Request: Return each line of the rows below that contains the string "green", treating uppercase and lowercase letters as distinct.

Entries from a point annotation set:
* BEGIN *

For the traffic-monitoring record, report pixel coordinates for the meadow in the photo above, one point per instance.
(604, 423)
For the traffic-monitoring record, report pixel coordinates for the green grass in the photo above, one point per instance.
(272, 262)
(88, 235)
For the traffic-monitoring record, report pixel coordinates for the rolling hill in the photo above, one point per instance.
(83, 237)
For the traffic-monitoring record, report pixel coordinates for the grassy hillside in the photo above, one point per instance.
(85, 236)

* END *
* BEGIN *

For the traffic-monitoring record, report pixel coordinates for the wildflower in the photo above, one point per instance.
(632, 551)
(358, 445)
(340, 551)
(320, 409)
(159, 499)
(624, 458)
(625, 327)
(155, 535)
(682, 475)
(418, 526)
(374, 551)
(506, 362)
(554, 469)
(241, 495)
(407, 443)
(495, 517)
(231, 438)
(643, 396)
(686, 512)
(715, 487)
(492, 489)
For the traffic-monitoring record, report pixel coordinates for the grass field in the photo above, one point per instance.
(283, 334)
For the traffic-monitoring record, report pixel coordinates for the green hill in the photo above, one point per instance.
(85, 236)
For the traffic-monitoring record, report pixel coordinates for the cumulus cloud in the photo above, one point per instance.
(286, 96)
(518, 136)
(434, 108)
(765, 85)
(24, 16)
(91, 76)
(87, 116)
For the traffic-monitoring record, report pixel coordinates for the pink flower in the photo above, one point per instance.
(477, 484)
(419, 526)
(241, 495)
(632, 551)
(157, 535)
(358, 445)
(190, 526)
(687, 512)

* END *

Problem solution:
For the traffic-monitoring record, report pixel coordinates for the green grass in the photo above, one point per instance.
For the traffic-monitoring record, report pixel coordinates for the green hill in the photo above, one point per instance.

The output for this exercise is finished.